**Stated exercise:** List each row below that contains the word "race" and copy those rows in full.
--- Begin Records supplied ---
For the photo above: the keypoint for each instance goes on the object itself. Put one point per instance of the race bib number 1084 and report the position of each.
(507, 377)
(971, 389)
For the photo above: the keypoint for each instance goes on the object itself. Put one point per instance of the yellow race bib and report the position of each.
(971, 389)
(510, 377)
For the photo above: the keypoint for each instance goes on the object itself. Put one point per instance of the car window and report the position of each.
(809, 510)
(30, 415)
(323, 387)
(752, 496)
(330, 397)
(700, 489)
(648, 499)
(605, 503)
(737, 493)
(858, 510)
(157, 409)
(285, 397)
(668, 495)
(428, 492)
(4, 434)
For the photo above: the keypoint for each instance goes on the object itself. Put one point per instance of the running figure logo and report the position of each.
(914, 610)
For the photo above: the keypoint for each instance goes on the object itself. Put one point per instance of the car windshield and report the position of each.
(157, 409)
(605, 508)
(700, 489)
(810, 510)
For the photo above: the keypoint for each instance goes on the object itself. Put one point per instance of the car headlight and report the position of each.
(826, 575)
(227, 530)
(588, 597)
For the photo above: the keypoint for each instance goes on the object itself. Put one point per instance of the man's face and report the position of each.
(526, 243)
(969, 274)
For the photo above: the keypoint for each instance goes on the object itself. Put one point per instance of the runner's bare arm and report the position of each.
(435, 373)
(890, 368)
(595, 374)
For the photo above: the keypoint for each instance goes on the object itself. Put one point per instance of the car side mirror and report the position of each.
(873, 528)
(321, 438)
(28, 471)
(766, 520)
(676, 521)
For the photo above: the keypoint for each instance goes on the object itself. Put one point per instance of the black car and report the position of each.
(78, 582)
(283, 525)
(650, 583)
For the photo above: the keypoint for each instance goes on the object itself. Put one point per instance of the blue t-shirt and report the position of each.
--- End Records supplied ---
--- Begin Records supplied ---
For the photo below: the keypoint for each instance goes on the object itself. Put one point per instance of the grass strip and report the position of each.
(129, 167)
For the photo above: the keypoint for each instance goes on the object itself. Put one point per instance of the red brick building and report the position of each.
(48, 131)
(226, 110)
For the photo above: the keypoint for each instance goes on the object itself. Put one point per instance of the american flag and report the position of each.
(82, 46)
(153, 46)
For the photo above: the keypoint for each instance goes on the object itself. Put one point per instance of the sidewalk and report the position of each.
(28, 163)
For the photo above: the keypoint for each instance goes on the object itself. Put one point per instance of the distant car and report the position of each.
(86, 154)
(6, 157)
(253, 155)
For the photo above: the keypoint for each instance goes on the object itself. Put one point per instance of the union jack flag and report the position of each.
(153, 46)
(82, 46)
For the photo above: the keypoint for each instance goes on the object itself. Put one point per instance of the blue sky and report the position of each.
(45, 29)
--- End Records supplied ---
**Solution for this exercise:**
For the photo above: the keypoint for each instance goes on the object itself. Put one point per instance of the race bib number 1084 and report the position of each.
For the photo above: the keypoint for each instance goes on the object itself. Put one point per instance of the yellow race bib and report the position of each.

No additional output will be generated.